● **SUPPLIED TEXT**:
Ashley Fantz, writing in the Miami Herald in 2002, said that the exercises in a two-day seminar led by Kinkade "had as much to do with their [the owners'] psychological issues as with the dogs and cats sleeping the afternoon away."

Melanie White, writing in the Jackson Hole News and Guide described one of Kinkade's two-day seminars: "...she will teach participants how to tap into their innate telepathic abilities. For $250, it might be possible to speak to any creature from mammal to insect—and even alive or dead." White also mentioned that Kinkade taught a segment of the "Kindred Spirits" retreat in 2004 and 2005.

Candice Reed, writing in the Californian, referred to Kinkade as a "world-renowned animal psychic and author" and said that "Kinkade has made the celebrity circuit with her psychic skills".

==Books==
- Kinkade, Amelia (2001). "Straight from the Horse's Mouth: How to Talk to Animals and Get Answers"

● **Records from a dataset**:
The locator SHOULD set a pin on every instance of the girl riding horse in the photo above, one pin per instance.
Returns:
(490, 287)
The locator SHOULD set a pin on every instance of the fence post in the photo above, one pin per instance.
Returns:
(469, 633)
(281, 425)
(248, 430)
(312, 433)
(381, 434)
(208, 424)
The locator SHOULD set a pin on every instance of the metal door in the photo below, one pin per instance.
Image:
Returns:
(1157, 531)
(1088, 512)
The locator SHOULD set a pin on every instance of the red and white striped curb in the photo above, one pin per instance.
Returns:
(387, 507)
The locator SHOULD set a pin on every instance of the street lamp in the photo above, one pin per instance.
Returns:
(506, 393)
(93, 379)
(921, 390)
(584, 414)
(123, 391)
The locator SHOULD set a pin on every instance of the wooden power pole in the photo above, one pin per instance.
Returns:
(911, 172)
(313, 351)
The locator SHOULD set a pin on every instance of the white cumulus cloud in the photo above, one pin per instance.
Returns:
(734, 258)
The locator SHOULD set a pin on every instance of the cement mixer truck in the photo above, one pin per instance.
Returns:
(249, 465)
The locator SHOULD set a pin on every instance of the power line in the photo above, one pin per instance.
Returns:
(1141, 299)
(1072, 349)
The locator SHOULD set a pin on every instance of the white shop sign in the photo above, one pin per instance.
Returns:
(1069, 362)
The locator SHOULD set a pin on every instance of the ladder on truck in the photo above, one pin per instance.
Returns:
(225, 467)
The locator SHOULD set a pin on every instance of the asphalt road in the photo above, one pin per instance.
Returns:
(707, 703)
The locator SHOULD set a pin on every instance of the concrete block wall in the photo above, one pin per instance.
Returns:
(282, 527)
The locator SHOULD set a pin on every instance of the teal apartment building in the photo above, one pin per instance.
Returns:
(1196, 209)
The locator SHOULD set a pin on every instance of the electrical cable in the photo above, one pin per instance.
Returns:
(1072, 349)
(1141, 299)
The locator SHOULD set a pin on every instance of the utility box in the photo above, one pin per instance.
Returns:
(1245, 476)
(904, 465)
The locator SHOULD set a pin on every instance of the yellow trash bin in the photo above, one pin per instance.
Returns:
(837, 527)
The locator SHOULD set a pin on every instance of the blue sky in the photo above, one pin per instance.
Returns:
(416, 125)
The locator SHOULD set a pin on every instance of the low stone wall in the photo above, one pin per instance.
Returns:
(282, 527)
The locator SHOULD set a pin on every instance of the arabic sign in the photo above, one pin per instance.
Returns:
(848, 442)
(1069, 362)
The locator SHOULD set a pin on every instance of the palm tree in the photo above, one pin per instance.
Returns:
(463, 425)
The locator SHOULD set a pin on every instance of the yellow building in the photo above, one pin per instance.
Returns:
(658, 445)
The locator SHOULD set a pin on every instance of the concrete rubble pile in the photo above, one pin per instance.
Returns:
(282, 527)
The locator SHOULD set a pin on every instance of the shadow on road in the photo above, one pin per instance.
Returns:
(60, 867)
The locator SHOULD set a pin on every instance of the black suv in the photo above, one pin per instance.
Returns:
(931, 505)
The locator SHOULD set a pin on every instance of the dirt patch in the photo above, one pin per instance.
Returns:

● **COMPLETE THE FOLLOWING**:
1. According to the text about Amelia Kinkade, in which years did she teach a segment of the "Kindred Spirits" retreat?
2. Write out the part of the text about Amelia Kinkade between "Melanie White, writing" and "2004 and 2005.", inclusive, substituting "attendees" for "participants".
These records were drawn from a separate source unrelated to the text about Amelia Kinkade.

● **RESULTS FOR THE EXERCISE**:
1. 2004 and 2005.

2.
Melanie White, writing in the Jackson Hole News and Guide described one of Kinkade's two-day seminars: "...she will teach attendees how to tap into their innate telepathic abilities. For $250, it might be possible to speak to any creature from mammal to insect—and even alive or dead." White also mentioned that Kinkade taught a segment of the "Kindred Spirits" retreat in 2004 and 2005.